Count the lines in the rows below that contain the string "passenger". Give only the number.

**** RECORDS SHOWN ****

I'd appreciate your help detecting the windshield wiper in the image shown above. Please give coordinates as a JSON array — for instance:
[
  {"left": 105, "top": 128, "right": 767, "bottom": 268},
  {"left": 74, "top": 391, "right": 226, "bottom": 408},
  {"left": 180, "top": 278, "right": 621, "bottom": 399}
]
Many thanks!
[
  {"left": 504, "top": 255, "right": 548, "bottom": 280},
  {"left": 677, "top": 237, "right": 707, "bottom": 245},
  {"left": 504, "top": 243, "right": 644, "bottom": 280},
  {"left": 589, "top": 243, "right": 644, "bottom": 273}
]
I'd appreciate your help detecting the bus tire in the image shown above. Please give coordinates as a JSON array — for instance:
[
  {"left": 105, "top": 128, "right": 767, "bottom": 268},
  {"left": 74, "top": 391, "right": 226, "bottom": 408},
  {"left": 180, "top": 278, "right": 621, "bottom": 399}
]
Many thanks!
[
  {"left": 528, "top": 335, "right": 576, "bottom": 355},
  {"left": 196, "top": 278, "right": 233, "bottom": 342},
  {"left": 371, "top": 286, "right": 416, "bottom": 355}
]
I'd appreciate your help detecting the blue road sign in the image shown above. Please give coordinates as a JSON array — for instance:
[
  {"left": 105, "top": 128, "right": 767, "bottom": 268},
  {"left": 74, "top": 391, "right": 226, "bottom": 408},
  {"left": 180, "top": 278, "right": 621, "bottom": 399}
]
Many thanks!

****
**** RECORDS SHOWN ****

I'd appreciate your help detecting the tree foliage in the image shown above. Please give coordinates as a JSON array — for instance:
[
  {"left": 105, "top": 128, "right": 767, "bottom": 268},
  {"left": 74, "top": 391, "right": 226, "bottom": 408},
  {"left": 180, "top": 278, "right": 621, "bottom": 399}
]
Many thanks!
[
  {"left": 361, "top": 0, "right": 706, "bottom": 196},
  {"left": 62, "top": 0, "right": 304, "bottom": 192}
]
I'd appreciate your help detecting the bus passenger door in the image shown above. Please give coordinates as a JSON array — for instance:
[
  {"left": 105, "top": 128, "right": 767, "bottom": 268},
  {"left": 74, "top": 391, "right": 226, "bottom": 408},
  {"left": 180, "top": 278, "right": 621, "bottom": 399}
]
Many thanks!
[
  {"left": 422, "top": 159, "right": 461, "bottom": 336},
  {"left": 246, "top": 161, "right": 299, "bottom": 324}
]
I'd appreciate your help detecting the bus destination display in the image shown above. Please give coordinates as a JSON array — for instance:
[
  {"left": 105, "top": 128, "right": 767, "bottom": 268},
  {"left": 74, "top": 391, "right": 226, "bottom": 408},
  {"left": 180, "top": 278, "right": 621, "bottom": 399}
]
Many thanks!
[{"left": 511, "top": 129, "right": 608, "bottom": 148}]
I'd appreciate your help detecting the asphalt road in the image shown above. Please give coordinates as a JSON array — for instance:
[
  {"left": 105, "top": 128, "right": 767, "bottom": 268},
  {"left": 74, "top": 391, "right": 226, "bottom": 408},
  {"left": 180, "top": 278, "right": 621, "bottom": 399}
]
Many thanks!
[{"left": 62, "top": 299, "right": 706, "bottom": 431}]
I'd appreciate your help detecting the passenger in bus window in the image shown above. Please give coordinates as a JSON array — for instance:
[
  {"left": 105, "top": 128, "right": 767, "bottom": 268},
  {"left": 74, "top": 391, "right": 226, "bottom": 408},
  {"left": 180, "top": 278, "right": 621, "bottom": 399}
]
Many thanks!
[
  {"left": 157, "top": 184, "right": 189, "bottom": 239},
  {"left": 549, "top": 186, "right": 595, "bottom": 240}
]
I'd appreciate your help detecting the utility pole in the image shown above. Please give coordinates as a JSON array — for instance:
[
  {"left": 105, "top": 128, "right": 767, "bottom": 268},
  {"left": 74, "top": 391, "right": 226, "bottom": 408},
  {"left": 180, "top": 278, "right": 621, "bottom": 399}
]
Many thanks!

****

— TASK RESPONSE —
2